_TO BE DONE:_ Continue the passage on South Slavic languages and user-generated content from where it stops.

By using the same text harvesting criteria, annotation protocols and machine learning approaches, we were able to develop richly annotated (at text- and user level) comparable corpora and a complete chain of robust text-processing tools of (noncanonical) UGC for all three languages with minimal resources. These are available under open licences, the first of their kind for the community of researchers in South Slavic digital languages, culture, and media while also being highly relevant for any other communities that still lack well-documented, widely available and accessible as well as comparable resources and tools for the analysis of UGC. The successful initiative has since matured into a full-fledged CLARIN Knowledge centre CLASSLA (http://www.clarin.si/info/k-centre/) which offers expertise on general and specialized language resources and technologies for South Slavic languages (Slovene, Croatian, Serbian, Macedonian, Bulgarian).

The paper is structured as follows. In the next section we give basic background information on the languages involved. The third section presents the development of resources and tools for the analysis of Slovenian, Croatian and Serbian UGC using the transfer approach as well as follow-up activities in the context of the CLASSLA knowledge centre. In the fourth section we showcase the potential of the infrastructural support for cross-lingual and cross-cultural comparative research of UGC. We wrap up the paper with a short discussion on the importance of coordinated development of language infrastructure, especially for closely related and less resourced languages.

2 South Slavic languages

Slovenian, Croatian and Serbian belong to the western branch of the South Slavic language group (Friedman).3 While Slovenian and Croatian use the Latin alphabet exclusively, Serbian is a digraphic language in which both the Latin and the Cyrillic scripts are used (Ivković). In terms of mutual intelligibility of the standard varieties of these three languages, Slovenian is the most distinctive while Croatian and Serbian are considered mutually intelligible, with some phonetic, lexical, and morphosyntactic differences (Golubović and Gooskens). Dialectal language variation blurs the boundaries between the three languages. The most prominent example is probably that of the Kajkavian dialect from north-western Croatia, which is closer to the Slovenian standard than to the Croatian standard (Kapović). Mutual intelligibility gets even more blurry in UGC, which regularly contains dialectal features but is also rich in noncanonical spelling variation, colloquialisms, slang, and foreign-language elements (Cenni).

_RAW DATA:_
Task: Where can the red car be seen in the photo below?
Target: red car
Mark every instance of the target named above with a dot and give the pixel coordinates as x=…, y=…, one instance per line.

_RESULT FOR THIS TASK:_
3 Development of resources and tools for South Slavic UGC

The main motivation for building language resources and technologies for the South Slavic netspeak was corpus-linguistic research into UGC, which is full of noncanonical language features, such as spelling variation, abbreviations, dialectal elements, colloquialisms, code-switching, etc. This requires large collections of user-generated text, annotated with basic linguistic information, i.e., canonical (normalized) variant of the word form, morphosyntactic description, and lemma. Previous research has demonstrated that language technologies developed for a standard language underperform on nonstandard variants of the same language (Gimpel et al.) and that the most reasonable way forward is to construct manually annotated datasets for nonstandard variants that will enable the adaptation of language technologies to these variants. Additionally, given that most of the UGC does in fact follow the linguistic norm, the corpus also needs to be divided into texts that follow the norm relatively closely, and those deviating more from the norm. Having this information at their disposal, the researchers circumvent the “needle in the haystack” problem and focus directly on the desired noncanonical language features.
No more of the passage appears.